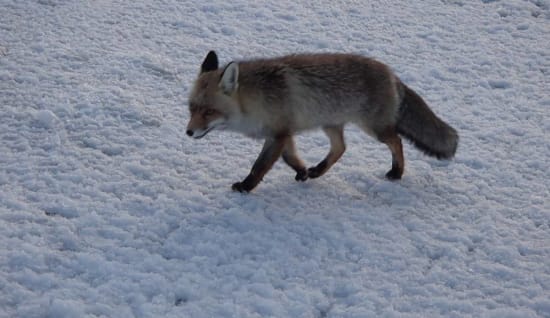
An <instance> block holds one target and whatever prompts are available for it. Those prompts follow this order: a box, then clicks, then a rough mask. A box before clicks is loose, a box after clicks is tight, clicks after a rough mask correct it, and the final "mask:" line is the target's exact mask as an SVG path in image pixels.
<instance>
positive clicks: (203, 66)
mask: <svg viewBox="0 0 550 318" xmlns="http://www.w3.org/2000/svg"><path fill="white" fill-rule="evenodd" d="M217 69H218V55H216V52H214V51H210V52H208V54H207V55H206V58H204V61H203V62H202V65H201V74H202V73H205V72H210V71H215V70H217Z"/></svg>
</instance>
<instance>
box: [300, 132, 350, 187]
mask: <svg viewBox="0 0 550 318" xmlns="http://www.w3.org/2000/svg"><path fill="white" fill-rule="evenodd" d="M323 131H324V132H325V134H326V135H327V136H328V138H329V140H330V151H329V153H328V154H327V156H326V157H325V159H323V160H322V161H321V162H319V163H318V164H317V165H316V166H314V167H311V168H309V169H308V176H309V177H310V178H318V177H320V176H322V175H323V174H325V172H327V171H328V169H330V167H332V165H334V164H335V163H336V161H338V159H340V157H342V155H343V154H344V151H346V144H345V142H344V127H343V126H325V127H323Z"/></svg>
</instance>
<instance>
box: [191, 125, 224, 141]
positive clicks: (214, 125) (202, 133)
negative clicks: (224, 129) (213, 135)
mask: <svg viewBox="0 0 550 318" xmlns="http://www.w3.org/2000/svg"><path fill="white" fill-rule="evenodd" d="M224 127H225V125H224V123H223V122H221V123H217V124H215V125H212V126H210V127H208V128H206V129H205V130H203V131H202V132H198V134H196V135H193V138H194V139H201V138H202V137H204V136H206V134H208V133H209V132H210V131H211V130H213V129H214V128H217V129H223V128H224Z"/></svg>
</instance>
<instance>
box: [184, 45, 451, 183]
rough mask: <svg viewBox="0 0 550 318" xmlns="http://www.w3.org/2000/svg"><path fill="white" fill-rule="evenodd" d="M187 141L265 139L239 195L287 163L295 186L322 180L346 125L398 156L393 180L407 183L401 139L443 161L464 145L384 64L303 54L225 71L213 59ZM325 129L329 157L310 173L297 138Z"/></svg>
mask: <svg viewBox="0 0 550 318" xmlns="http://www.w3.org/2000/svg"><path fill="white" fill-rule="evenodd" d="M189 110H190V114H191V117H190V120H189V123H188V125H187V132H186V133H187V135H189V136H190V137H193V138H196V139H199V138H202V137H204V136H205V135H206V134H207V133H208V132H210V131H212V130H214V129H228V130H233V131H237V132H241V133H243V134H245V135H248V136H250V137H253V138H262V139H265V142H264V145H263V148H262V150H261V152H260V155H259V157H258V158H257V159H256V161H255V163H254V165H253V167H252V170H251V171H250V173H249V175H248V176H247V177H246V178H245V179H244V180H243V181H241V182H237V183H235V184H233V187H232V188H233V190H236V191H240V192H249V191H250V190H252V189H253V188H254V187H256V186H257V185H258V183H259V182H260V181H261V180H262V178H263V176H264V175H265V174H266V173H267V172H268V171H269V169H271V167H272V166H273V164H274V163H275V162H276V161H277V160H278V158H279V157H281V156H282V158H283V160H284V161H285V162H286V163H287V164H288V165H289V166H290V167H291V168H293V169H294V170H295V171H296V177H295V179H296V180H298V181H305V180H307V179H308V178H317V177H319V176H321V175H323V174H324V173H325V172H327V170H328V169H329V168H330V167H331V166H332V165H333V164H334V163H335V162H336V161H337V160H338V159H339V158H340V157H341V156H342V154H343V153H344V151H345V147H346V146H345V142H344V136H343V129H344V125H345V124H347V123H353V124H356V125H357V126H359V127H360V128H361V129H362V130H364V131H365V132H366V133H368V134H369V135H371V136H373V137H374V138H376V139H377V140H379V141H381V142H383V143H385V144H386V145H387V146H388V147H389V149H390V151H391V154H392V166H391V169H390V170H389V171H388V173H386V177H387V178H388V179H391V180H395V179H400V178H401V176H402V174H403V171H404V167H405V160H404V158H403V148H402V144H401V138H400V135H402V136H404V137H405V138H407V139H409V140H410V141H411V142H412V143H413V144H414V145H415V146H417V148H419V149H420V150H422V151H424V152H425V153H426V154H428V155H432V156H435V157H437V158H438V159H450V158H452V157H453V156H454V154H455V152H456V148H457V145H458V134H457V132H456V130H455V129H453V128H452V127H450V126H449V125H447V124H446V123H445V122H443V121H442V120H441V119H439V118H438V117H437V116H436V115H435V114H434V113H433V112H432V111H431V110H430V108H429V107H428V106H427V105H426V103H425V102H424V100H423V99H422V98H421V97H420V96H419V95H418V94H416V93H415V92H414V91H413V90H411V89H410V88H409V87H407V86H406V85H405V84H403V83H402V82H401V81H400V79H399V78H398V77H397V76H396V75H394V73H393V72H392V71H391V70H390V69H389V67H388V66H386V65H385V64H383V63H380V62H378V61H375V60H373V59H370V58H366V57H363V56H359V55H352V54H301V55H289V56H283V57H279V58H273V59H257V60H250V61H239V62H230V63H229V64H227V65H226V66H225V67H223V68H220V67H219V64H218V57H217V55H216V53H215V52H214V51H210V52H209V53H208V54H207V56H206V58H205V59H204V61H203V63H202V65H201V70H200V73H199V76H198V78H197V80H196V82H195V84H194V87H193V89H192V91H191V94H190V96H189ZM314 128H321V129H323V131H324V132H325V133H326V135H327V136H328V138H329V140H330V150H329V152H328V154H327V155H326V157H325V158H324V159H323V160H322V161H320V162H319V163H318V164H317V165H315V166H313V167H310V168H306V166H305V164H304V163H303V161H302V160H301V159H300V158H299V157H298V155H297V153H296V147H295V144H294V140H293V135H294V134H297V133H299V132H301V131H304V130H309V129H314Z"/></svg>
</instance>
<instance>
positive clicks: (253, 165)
--
No picture belongs in the copy; return the rest of the listing exactly.

- _Exercise response_:
An <instance> block holds one target and whatever prompts are available for it. Those prompts follow this order: a box, then clicks, then a rough mask. A box before clicks is loose, a box after clicks is tight, clicks after a rough mask correct it, and the final "mask:" line is the target's exact mask as an SVG path in image pixels.
<instance>
positive clicks: (203, 66)
mask: <svg viewBox="0 0 550 318" xmlns="http://www.w3.org/2000/svg"><path fill="white" fill-rule="evenodd" d="M217 69H218V55H216V52H214V51H210V52H208V54H207V55H206V58H204V61H203V62H202V65H201V74H202V73H205V72H210V71H215V70H217Z"/></svg>
</instance>
<instance>
box: [300, 132, 350, 187]
mask: <svg viewBox="0 0 550 318" xmlns="http://www.w3.org/2000/svg"><path fill="white" fill-rule="evenodd" d="M323 131H324V132H325V134H326V135H327V136H328V138H329V140H330V151H329V153H328V154H327V156H326V157H325V159H323V160H322V161H321V162H319V163H318V164H317V165H316V166H314V167H311V168H309V169H308V176H309V177H310V178H318V177H320V176H322V175H323V174H325V172H327V171H328V169H330V167H332V165H334V164H335V163H336V161H338V159H340V157H342V155H343V154H344V151H346V144H345V142H344V127H343V126H325V127H323Z"/></svg>
</instance>
<instance>
box: [191, 125, 224, 141]
positive clicks: (214, 125) (202, 133)
negative clicks: (224, 129) (213, 135)
mask: <svg viewBox="0 0 550 318" xmlns="http://www.w3.org/2000/svg"><path fill="white" fill-rule="evenodd" d="M224 127H225V125H224V123H223V122H221V123H217V124H215V125H212V126H210V127H208V128H206V129H205V130H203V131H202V132H198V134H196V135H193V138H194V139H201V138H202V137H204V136H206V134H208V133H209V132H210V131H211V130H213V129H214V128H217V129H223V128H224Z"/></svg>
</instance>
<instance>
box: [184, 45, 451, 183]
rough mask: <svg viewBox="0 0 550 318" xmlns="http://www.w3.org/2000/svg"><path fill="white" fill-rule="evenodd" d="M187 141L265 139L239 195L287 163L295 186L322 180L346 125L398 156L393 180L407 183L401 139L443 161L464 145L384 64L303 54L225 71L213 59ZM325 129L329 157L310 173L297 138Z"/></svg>
mask: <svg viewBox="0 0 550 318" xmlns="http://www.w3.org/2000/svg"><path fill="white" fill-rule="evenodd" d="M189 110H190V114H191V117H190V120H189V123H188V125H187V132H186V133H187V135H189V136H190V137H193V138H196V139H199V138H202V137H204V136H205V135H206V134H207V133H208V132H210V131H212V130H214V129H228V130H233V131H237V132H241V133H243V134H245V135H248V136H250V137H253V138H262V139H265V142H264V145H263V148H262V150H261V152H260V155H259V157H258V158H257V159H256V161H255V163H254V165H253V167H252V170H251V171H250V173H249V175H248V176H247V177H246V178H245V179H244V180H243V181H241V182H237V183H235V184H233V187H232V188H233V190H236V191H240V192H249V191H250V190H252V189H253V188H254V187H256V186H257V185H258V183H259V182H260V181H261V180H262V178H263V176H264V175H265V174H266V173H267V172H268V171H269V169H271V167H272V166H273V164H274V163H275V162H276V161H277V160H278V158H279V157H281V156H282V158H283V160H284V161H285V162H286V163H287V164H288V165H289V166H290V167H291V168H293V169H294V170H295V171H296V177H295V179H296V180H298V181H305V180H307V179H308V178H317V177H319V176H321V175H323V174H324V173H325V172H327V170H328V169H329V168H330V167H331V166H332V165H333V164H334V163H335V162H336V161H337V160H338V159H339V158H340V157H341V156H342V154H343V153H344V151H345V147H346V146H345V142H344V136H343V129H344V125H345V124H347V123H353V124H356V125H357V126H359V127H360V128H361V129H362V130H364V131H365V132H366V133H368V134H369V135H371V136H373V137H374V138H376V139H377V140H379V141H381V142H383V143H385V144H386V145H387V146H388V147H389V149H390V151H391V154H392V166H391V169H390V170H389V171H388V173H386V177H387V178H388V179H391V180H395V179H400V178H401V176H402V174H403V171H404V167H405V160H404V158H403V148H402V144H401V138H400V135H402V136H404V137H405V138H407V139H409V140H410V141H411V142H412V143H413V144H414V145H415V146H417V148H419V149H420V150H422V151H424V152H425V153H426V154H428V155H432V156H435V157H437V158H438V159H450V158H452V157H453V156H454V154H455V152H456V148H457V145H458V134H457V132H456V130H455V129H453V128H452V127H450V126H449V125H447V124H446V123H445V122H443V121H442V120H441V119H439V118H438V117H437V116H436V115H435V114H434V113H433V112H432V111H431V110H430V108H429V107H428V106H427V105H426V103H425V102H424V100H423V99H422V98H421V97H420V96H419V95H418V94H416V93H415V92H414V91H413V90H411V89H410V88H409V87H407V86H406V85H405V84H403V83H402V82H401V81H400V79H399V78H398V77H397V76H396V75H394V73H393V72H392V71H391V70H390V69H389V67H388V66H386V65H385V64H383V63H380V62H378V61H375V60H373V59H370V58H366V57H363V56H359V55H352V54H301V55H289V56H283V57H279V58H273V59H257V60H250V61H239V62H230V63H229V64H227V65H226V66H225V67H223V68H220V67H219V64H218V57H217V55H216V53H215V52H214V51H210V52H209V53H208V54H207V56H206V58H205V59H204V61H203V63H202V65H201V70H200V73H199V76H198V78H197V80H196V82H195V84H194V87H193V89H192V91H191V94H190V96H189ZM314 128H321V129H323V131H324V132H325V133H326V135H327V136H328V138H329V140H330V150H329V152H328V154H327V155H326V157H325V158H324V159H323V160H322V161H320V162H319V163H318V164H317V165H315V166H313V167H310V168H306V166H305V164H304V163H303V161H302V160H301V159H300V158H299V157H298V155H297V153H296V147H295V144H294V140H293V135H294V134H297V133H299V132H301V131H304V130H309V129H314Z"/></svg>
</instance>
<instance>
positive clicks: (253, 165)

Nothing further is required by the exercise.